Article →
-- Begin --
# how would you set these two back to back boxes?



## Wirenuting (Sep 12, 2010)

Cut the set screw off, use threaded pipe, drill a better hole, ect, ect.

Welcome to ET
Please take the time to finish filling out your profile.


----------



## HertzHound (Jan 22, 2019)

Drill new holes in the back of the 4" sq away from the center? Knock out a few knockouts and anchor through them using fender washers? Use a 4-11/16" box? Use a set screw connector and try not to over drill the hole, just make a notch for the set screw. After tightening the set screw down on the conduit, cut off the set screw? Use an "LB" on the inside, and pipe over a foot to your 4" sq.?


----------



## travis theory (Jun 21, 2020)

*yeah but..*



Wirenuting said:


> Cut the set screw off, use threaded pipe, drill a better hole, ect, ect.


he uses compression connectors.
I feel I should just use threaded pipe.
-- End --
Provided material →
-- Begin --
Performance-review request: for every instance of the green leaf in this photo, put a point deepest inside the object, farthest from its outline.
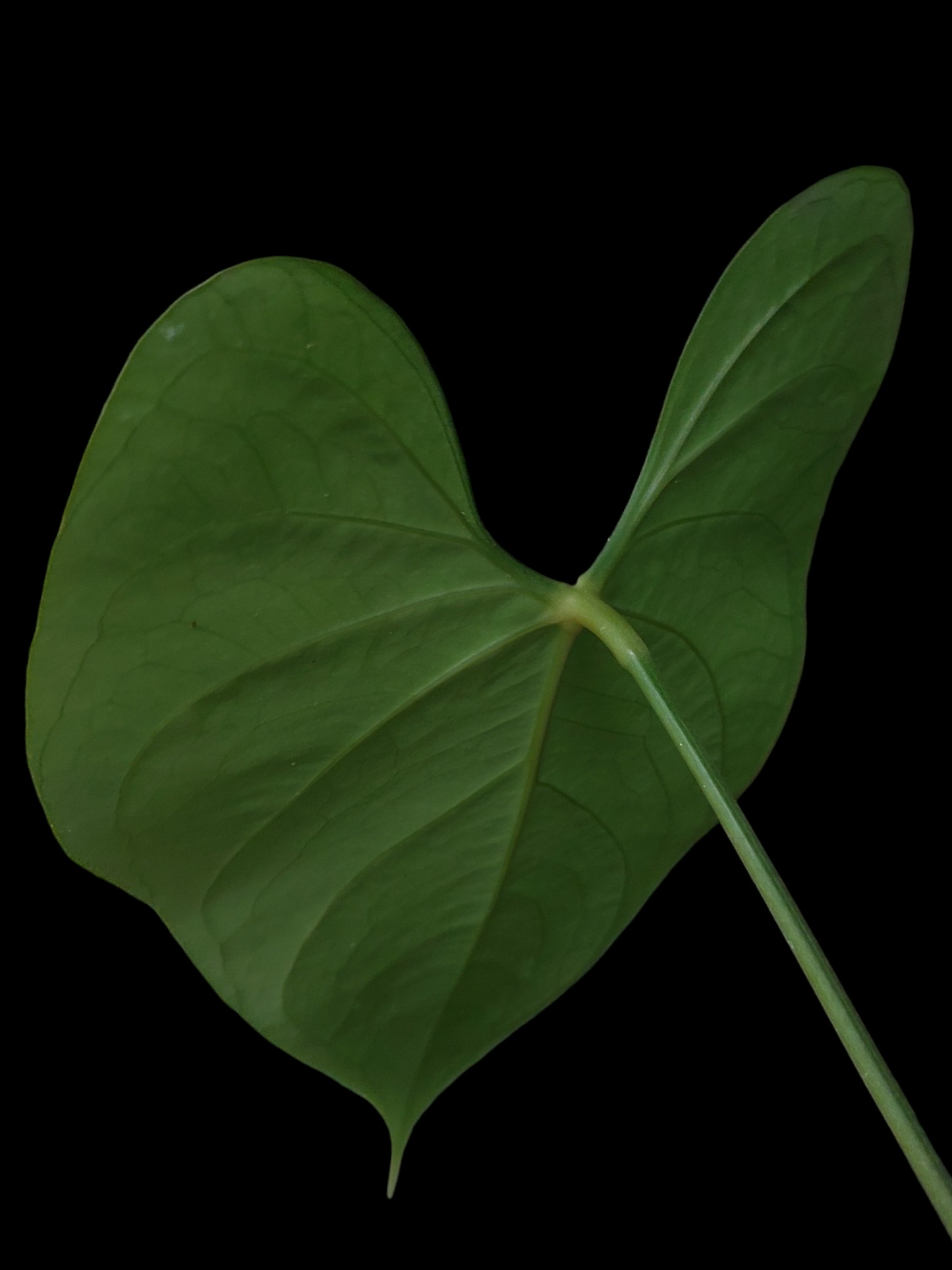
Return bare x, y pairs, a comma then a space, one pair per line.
287, 690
-- End --
The exercise → In the forum thread about setting back-to-back boxes, what box size does HertzHound suggest using? The listing plays no part in this work.

Answer in full → A 4-11/16" box.